### Kurze Aufgabe 1:
Such in den Datensätzen jede Zeile heraus, in der die Zeichenfolge „wall“ vorkommt, und schreib diese Zeilen ab. Groß- und Kleinschreibung zählt.

### Gezeigter Text:
------------------------

# Beste Spiele (USK 12)



## Pr0t0type (24. August 2010)

Ich hab keinen Ordner für Spiele Allgemein gefunden und dann hab ichs mal da rein gegeben wo viele Betrachter sind (waren) 

Ich suche gute Games für USK 12 also helft mir 



*Games*

Siedler 7
Tomb Raider Reihe


----------



## Carver (24. August 2010)

Einfach mal bei Amazon stöbern...

Auf Anhieb weiß ich jetzt leider kein USK 12 Game, hab nur USK 16 und darüber...

Aber wie erwähnt, bei Amazon gibt's da sicher ne Menge...!

Gruß

Marky


----------



## Computer_Freak (24. August 2010)

Also ein Wirklich gutes Spiel wäre Starcraft 2 

oder was mir so noch einfällt wären Aufbauspiele wie Anno 1404 oder Siedler 
oder halt noch Rennspiele 

Mfg


----------



## b14ckj4ck (24. August 2010)

welches Genre?
darf es auch ab 6 sein?

*Strategie:*
- Starcraft II (USK 12)
- Age of Empires 2/3 (USK 12)
- Anno 1404 (USK 6)

*Rennspiele*
- Colin McRae Dirt 2 (USK 6)
- RaceDriver Grid (USK 6)
- Burnout Paradise (USK 12)

*Actionspiele / Rollenspiele*
- Portal (USK 12)
- Prince of Persia (USK 12)
- The Elder Scrolls 4 - Oblivion (USK 12)
- World of Warcraft (ONLINE - USK 12)
- Guild Wars (ONLINE - USK 12)


hoffe das hilft 

mfg b14ckj4ck


----------

------------------------

### Bereitgestelltes Material:
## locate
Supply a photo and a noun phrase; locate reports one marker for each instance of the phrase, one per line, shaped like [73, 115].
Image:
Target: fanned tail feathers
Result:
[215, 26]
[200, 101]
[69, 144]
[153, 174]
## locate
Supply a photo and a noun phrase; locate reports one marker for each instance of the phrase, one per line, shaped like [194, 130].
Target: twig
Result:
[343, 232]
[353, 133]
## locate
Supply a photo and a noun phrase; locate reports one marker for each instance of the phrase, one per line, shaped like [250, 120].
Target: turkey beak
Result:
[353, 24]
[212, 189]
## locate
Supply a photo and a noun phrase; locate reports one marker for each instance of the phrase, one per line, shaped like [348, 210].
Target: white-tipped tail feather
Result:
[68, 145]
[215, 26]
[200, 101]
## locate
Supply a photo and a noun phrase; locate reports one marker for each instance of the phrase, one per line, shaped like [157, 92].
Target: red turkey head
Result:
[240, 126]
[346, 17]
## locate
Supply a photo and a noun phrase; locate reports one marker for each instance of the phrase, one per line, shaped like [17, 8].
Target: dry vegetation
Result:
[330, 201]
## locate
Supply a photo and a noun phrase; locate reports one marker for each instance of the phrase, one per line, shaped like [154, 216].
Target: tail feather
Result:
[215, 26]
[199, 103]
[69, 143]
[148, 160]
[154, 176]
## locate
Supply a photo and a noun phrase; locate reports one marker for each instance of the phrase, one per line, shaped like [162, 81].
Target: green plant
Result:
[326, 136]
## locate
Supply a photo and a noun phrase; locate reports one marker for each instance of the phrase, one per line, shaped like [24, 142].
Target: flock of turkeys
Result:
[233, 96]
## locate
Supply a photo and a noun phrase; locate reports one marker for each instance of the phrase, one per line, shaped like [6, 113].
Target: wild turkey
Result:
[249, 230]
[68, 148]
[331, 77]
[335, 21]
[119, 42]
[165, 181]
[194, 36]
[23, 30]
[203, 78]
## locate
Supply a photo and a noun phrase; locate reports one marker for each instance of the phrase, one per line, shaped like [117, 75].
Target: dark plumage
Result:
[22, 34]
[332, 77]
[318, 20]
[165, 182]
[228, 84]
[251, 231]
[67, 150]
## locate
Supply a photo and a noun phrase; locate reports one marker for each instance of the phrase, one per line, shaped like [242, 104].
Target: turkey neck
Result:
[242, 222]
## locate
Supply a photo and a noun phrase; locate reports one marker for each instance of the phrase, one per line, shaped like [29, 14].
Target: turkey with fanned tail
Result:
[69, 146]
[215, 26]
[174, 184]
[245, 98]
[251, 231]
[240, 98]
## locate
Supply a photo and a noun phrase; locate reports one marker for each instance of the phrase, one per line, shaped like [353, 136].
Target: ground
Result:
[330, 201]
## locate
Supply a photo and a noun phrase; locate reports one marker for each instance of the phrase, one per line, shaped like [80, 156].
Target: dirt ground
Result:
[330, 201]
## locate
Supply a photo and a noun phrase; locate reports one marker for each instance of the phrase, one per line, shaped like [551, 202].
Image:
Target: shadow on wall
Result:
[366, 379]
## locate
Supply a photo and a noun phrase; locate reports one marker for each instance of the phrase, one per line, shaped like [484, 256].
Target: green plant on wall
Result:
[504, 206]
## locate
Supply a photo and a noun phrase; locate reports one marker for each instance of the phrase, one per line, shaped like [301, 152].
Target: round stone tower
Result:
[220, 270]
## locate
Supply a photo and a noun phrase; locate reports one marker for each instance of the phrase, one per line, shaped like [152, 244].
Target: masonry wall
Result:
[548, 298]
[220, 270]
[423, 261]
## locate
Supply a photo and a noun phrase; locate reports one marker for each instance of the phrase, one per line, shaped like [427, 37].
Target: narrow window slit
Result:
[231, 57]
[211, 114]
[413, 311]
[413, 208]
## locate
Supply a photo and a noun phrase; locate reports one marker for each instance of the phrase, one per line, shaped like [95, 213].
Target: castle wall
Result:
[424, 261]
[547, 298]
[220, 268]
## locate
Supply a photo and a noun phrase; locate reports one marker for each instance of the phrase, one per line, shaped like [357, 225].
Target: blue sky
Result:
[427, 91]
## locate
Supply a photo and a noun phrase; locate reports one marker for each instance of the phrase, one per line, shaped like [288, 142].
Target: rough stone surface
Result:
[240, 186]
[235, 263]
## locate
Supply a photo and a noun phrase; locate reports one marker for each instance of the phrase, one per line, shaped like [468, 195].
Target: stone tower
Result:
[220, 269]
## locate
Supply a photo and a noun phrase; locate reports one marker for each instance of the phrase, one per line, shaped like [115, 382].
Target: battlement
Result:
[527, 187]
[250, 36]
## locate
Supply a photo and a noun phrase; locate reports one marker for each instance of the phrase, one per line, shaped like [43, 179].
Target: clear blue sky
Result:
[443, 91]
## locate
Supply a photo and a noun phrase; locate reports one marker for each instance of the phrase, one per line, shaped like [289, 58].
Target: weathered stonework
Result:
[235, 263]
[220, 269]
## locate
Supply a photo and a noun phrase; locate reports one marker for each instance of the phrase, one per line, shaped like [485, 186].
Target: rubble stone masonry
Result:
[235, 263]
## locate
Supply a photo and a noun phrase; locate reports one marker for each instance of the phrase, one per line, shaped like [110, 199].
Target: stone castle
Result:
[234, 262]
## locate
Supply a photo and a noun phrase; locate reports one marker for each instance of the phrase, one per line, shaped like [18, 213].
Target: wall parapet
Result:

------------------------

### Kurze Aufgabe 2:
Beantworte diese Fragen zur Forumsdiskussion über Spiele ab USK 12:
(a) Welche beiden Spiele nennt Pr0t0type unter „Games“?
(b) Wo soll man laut Carver einfach mal stöbern?
(c) Welche Altersstufe gibt b14ckj4ck für Anno 1404 an?

### Ausgearbeitete Lösung 1:
Target: shadow on wall
Target: green plant on wall
Target: masonry wall
Target: castle wall
Target: wall parapet

### Ausgearbeitete Lösung 2:
(a) Siedler 7 und die Tomb Raider Reihe
(b) Bei Amazon
(c) USK 6